• Directives:
[1] Can you sum up the game development text in two sentences?
[2] Can you rewrite the records as a numbered list, from the line containing "the camera, placed" through the end of the records, skipping blank lines and leaving out the pictures?

• Reading text:
+++

For example, if the game was to randomly select, let's say, 'firearm' as the murder weapon, it would be then limited to the number of weapons it could choose from. The same process works for the game grammar, i.e. indefinite and definite articles are defined based upon the context of the subject or object in the sentence. "A jailor of Corfax Penitentiary locked a door" is grammatically correct, but totally passive. The game grammar engine, deciding that this isn't quite what we were after based upon the fact that the jailor and the door were both predefined, would actually generate "the jailor of Corfax Penitentiary locked the door".
I'll be posting loads of information about the coding process and excerpts of what I'll be writing to keep anyone interested in grammar or code entertained, and for feedback, so don't worry!
Thank you all so much for your support!
Risks and challenges
Development of games and software is always a time consuming process. For my endeavour, the translation of a broad dataset to a completely different coding language is a vast task, but not insurmountable. Data integrity will be key to quality assurance with the final product, and this has all been factored into a conservative and achievable time estimate.

+++

• The input:
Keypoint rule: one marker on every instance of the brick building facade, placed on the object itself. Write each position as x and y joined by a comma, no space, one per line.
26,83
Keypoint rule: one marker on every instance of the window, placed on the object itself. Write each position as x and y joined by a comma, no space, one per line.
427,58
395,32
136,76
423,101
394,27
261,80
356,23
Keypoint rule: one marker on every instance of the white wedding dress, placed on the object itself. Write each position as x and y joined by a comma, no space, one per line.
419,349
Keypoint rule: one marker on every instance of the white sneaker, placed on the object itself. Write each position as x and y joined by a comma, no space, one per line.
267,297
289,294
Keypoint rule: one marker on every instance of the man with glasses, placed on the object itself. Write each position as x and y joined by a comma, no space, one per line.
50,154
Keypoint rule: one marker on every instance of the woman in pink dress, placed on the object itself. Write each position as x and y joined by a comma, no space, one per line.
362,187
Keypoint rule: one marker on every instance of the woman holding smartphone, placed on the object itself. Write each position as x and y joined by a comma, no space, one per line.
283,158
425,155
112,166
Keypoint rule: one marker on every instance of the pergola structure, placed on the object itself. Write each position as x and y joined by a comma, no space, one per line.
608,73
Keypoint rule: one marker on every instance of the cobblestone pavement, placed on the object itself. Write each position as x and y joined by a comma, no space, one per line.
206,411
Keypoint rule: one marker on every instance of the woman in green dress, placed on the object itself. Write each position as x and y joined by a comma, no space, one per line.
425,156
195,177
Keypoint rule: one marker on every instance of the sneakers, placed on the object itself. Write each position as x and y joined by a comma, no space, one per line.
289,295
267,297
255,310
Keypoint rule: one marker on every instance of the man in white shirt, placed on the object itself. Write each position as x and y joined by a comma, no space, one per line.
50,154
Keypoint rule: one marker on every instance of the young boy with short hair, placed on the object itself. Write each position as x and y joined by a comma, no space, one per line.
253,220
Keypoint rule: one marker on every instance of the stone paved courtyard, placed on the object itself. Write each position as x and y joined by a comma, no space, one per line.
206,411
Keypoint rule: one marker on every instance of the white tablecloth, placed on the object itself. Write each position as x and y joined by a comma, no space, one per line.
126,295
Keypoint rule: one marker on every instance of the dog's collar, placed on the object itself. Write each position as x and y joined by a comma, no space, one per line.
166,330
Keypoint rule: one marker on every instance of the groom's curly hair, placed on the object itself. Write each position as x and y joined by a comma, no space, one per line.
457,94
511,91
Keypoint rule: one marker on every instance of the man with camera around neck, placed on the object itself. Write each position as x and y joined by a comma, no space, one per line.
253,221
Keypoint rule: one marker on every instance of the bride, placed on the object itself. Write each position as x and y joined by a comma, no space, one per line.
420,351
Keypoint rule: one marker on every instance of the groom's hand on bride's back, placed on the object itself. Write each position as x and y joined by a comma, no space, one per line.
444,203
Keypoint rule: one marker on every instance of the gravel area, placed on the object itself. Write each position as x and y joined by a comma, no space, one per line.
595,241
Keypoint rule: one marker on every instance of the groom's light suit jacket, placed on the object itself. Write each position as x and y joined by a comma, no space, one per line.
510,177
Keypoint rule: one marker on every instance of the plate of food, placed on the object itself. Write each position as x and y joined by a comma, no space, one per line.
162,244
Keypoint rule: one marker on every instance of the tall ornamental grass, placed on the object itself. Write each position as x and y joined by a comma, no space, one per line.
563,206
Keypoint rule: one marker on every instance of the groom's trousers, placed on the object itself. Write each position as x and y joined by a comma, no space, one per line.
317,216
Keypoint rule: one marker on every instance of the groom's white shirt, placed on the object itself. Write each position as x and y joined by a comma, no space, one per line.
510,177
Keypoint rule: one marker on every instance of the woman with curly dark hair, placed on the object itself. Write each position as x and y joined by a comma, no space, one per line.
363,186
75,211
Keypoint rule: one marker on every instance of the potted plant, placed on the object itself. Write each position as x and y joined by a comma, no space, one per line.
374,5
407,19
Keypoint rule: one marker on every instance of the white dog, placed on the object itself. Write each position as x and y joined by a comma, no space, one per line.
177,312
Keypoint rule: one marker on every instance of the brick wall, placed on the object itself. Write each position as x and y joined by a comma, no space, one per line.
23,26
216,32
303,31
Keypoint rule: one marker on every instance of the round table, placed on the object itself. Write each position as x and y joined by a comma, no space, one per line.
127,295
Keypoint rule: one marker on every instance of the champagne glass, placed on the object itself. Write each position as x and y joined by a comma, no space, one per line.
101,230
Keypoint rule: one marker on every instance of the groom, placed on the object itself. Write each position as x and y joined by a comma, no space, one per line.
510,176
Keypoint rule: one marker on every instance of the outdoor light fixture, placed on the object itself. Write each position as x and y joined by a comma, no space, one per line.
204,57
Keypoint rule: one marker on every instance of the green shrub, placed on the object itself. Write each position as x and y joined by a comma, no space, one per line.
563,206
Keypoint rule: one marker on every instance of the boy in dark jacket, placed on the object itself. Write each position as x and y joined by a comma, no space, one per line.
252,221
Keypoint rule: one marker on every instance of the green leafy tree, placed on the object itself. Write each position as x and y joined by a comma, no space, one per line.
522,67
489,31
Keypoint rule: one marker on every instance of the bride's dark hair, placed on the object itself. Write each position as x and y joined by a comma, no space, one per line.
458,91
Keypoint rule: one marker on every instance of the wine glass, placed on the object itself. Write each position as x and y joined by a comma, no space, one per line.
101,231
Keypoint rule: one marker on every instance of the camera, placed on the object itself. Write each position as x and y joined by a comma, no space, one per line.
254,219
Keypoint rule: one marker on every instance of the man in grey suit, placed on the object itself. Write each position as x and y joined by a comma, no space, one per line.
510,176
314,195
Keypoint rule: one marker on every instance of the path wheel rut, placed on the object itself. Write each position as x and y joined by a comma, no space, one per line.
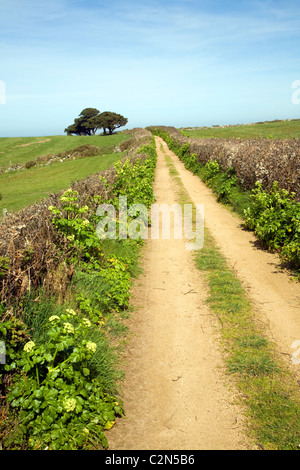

+++

• Results in order:
[1] The game's grammar engine chooses definite or indefinite articles from the context of a sentence's subject or object, so a jailor and door that are both predefined yield "the jailor of Corfax Penitentiary locked the door." The author plans to post coding updates and writing excerpts, and calls translating a broad dataset into a completely different coding language a vast but surmountable task, with data integrity factored into a conservative time estimate.

[2]
1. Keypoint rule: one marker on every instance of the camera, placed on the object itself. Write each position as x and y joined by a comma, no space, one per line.
2. 254,219
3. Keypoint rule: one marker on every instance of the man in grey suit, placed on the object itself. Write each position as x and y joined by a comma, no space, one per line.
4. 510,176
5. 314,195
6. Keypoint rule: one marker on every instance of the path wheel rut, placed on the object itself. Write each position as x and y joined by a comma, no space, one per line.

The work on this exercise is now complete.